### What you have to do
Recast the records below as a Markdown table with two columns, Index for the row number and Text for the line, skipping any blank lines.

### Information provided
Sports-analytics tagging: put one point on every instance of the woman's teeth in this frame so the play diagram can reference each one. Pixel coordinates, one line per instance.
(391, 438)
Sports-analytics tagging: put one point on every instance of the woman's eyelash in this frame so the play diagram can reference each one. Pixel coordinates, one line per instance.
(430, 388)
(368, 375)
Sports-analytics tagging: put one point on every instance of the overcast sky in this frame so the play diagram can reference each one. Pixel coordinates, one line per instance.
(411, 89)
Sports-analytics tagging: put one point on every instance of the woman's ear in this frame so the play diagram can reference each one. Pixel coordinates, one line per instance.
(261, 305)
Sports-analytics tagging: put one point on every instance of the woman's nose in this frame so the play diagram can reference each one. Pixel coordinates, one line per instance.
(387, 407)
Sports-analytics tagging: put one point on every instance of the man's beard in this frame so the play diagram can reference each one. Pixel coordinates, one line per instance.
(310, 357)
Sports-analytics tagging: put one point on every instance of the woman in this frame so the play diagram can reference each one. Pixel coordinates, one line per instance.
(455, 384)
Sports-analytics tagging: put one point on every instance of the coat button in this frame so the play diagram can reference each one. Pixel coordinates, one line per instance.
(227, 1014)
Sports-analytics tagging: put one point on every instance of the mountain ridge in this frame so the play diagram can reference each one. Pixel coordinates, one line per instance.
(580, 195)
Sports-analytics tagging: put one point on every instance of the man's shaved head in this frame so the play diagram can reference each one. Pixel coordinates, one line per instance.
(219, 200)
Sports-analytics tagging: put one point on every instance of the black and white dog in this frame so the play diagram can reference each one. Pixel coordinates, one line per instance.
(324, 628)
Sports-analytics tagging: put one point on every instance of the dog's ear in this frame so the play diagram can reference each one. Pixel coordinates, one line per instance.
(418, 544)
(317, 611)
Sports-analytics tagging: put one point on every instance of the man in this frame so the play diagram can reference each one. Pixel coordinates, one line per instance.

### Right answer
| Index | Text |
|---|---|
| 1 | Sports-analytics tagging: put one point on every instance of the woman's teeth in this frame so the play diagram can reference each one. Pixel coordinates, one line per instance. |
| 2 | (391, 438) |
| 3 | Sports-analytics tagging: put one point on every instance of the woman's eyelash in this frame so the play diagram can reference each one. Pixel coordinates, one line per instance. |
| 4 | (430, 388) |
| 5 | (368, 375) |
| 6 | Sports-analytics tagging: put one point on every instance of the overcast sky in this frame so the play diagram can reference each one. Pixel coordinates, one line per instance. |
| 7 | (411, 89) |
| 8 | Sports-analytics tagging: put one point on every instance of the woman's ear in this frame so the play diagram can reference each one. Pixel coordinates, one line per instance. |
| 9 | (261, 305) |
| 10 | Sports-analytics tagging: put one point on every instance of the woman's nose in this frame so the play diagram can reference each one. Pixel coordinates, one line per instance. |
| 11 | (387, 407) |
| 12 | Sports-analytics tagging: put one point on every instance of the man's beard in this frame so the play diagram can reference each one. Pixel coordinates, one line per instance. |
| 13 | (310, 357) |
| 14 | Sports-analytics tagging: put one point on every instance of the woman in this frame so the play diagram can reference each one. Pixel coordinates, one line per instance. |
| 15 | (455, 384) |
| 16 | Sports-analytics tagging: put one point on every instance of the coat button in this frame so the play diagram can reference each one. Pixel coordinates, one line per instance. |
| 17 | (227, 1014) |
| 18 | Sports-analytics tagging: put one point on every instance of the mountain ridge in this frame so the play diagram can reference each one. Pixel coordinates, one line per instance. |
| 19 | (580, 195) |
| 20 | Sports-analytics tagging: put one point on every instance of the man's shaved head in this frame so the play diagram can reference each one. Pixel coordinates, one line per instance. |
| 21 | (219, 200) |
| 22 | Sports-analytics tagging: put one point on every instance of the black and white dog in this frame so the play diagram can reference each one. Pixel coordinates, one line per instance. |
| 23 | (324, 628) |
| 24 | Sports-analytics tagging: put one point on every instance of the dog's ear in this frame so the play diagram can reference each one. Pixel coordinates, one line per instance. |
| 25 | (418, 544) |
| 26 | (317, 611) |
| 27 | Sports-analytics tagging: put one point on every instance of the man in this frame so the play diagram can reference each one. Pixel coordinates, one line per instance. |